### Given data:
===
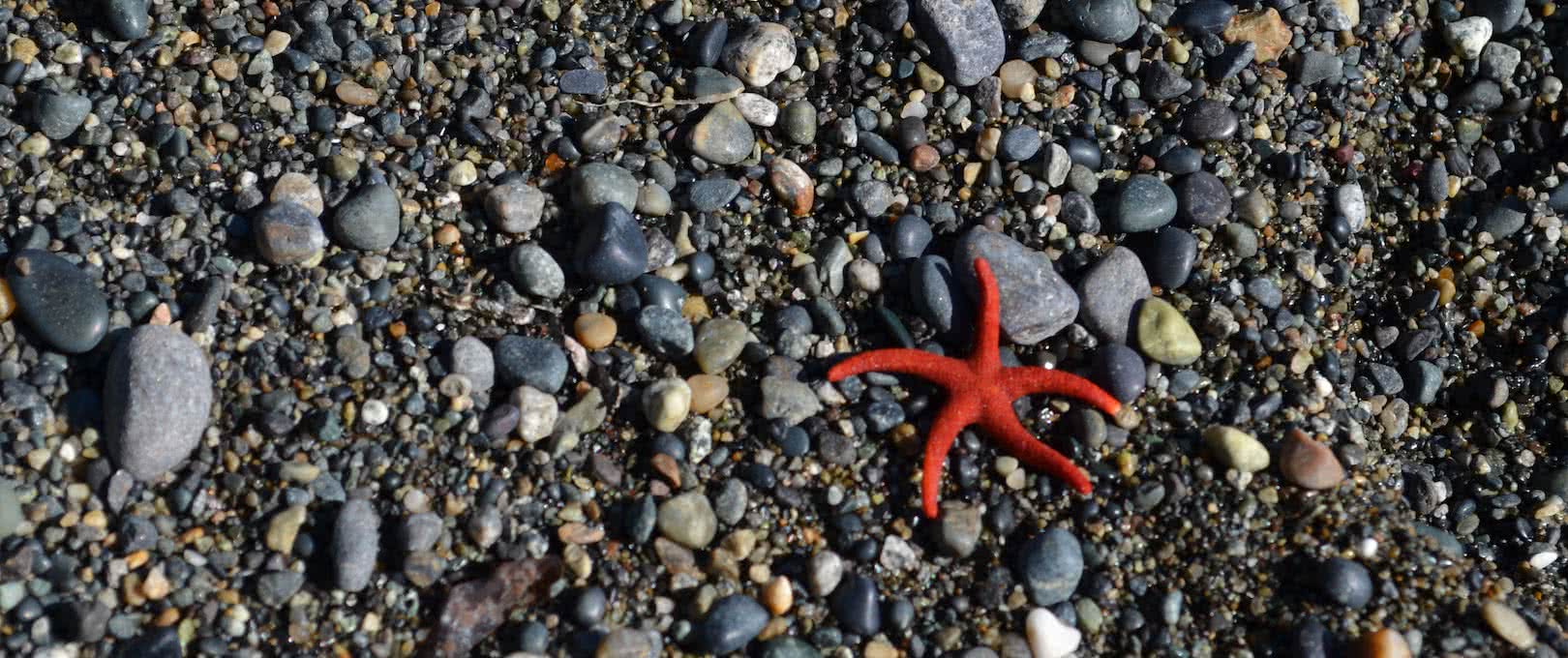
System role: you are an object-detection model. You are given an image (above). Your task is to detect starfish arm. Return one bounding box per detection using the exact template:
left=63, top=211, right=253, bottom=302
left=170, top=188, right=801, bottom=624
left=980, top=409, right=1092, bottom=494
left=969, top=258, right=1002, bottom=368
left=1002, top=365, right=1121, bottom=418
left=828, top=347, right=968, bottom=390
left=920, top=395, right=980, bottom=519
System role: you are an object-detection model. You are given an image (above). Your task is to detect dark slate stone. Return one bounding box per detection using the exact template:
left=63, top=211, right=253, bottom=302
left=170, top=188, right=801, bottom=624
left=1107, top=174, right=1176, bottom=233
left=1016, top=528, right=1083, bottom=607
left=693, top=594, right=769, bottom=655
left=104, top=0, right=152, bottom=41
left=1317, top=557, right=1372, bottom=608
left=914, top=0, right=1003, bottom=86
left=1171, top=0, right=1236, bottom=33
left=829, top=574, right=881, bottom=636
left=1063, top=0, right=1143, bottom=44
left=888, top=215, right=931, bottom=258
left=1181, top=99, right=1239, bottom=141
left=6, top=249, right=108, bottom=354
left=558, top=69, right=610, bottom=96
left=35, top=93, right=93, bottom=141
left=1176, top=170, right=1231, bottom=227
left=491, top=334, right=566, bottom=393
left=1092, top=344, right=1148, bottom=403
left=576, top=202, right=648, bottom=285
left=685, top=17, right=729, bottom=68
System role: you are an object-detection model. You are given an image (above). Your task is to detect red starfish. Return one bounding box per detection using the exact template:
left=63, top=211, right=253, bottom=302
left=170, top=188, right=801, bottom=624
left=828, top=258, right=1137, bottom=519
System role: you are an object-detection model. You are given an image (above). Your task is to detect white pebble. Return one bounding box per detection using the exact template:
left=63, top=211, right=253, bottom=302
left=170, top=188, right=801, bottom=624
left=1442, top=15, right=1492, bottom=60
left=1024, top=608, right=1083, bottom=658
left=359, top=400, right=392, bottom=428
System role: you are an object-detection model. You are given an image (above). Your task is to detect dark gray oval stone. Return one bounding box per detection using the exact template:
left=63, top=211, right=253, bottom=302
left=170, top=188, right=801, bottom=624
left=336, top=183, right=403, bottom=251
left=6, top=249, right=108, bottom=354
left=576, top=200, right=648, bottom=285
left=1110, top=174, right=1176, bottom=233
left=695, top=594, right=769, bottom=655
left=1017, top=528, right=1083, bottom=607
left=1065, top=0, right=1141, bottom=44
left=491, top=335, right=566, bottom=393
left=104, top=0, right=152, bottom=41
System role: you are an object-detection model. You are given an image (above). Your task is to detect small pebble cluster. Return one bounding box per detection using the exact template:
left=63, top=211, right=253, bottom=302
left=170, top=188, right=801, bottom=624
left=0, top=0, right=1568, bottom=658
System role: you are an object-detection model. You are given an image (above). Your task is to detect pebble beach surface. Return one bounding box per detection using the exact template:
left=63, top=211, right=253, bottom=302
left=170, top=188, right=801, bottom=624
left=0, top=0, right=1568, bottom=658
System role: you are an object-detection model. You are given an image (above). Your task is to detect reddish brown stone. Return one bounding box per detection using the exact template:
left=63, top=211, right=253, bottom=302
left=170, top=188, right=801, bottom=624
left=910, top=144, right=943, bottom=172
left=1280, top=430, right=1345, bottom=489
left=769, top=159, right=817, bottom=216
left=430, top=556, right=561, bottom=658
===
### Work instructions:
Report each line of the items above that contains the string "dark". Case counts.

### Response to this task:
System role: you are an object-detection model. You are given an image (above). Your task is to detect dark slate stone. Return one bounding box per detection using the exact template:
System role: you are an object-detection model. You are given an image (above). Your task is to detect dark gray oval stone. Return one bounding box per detection using the exact template:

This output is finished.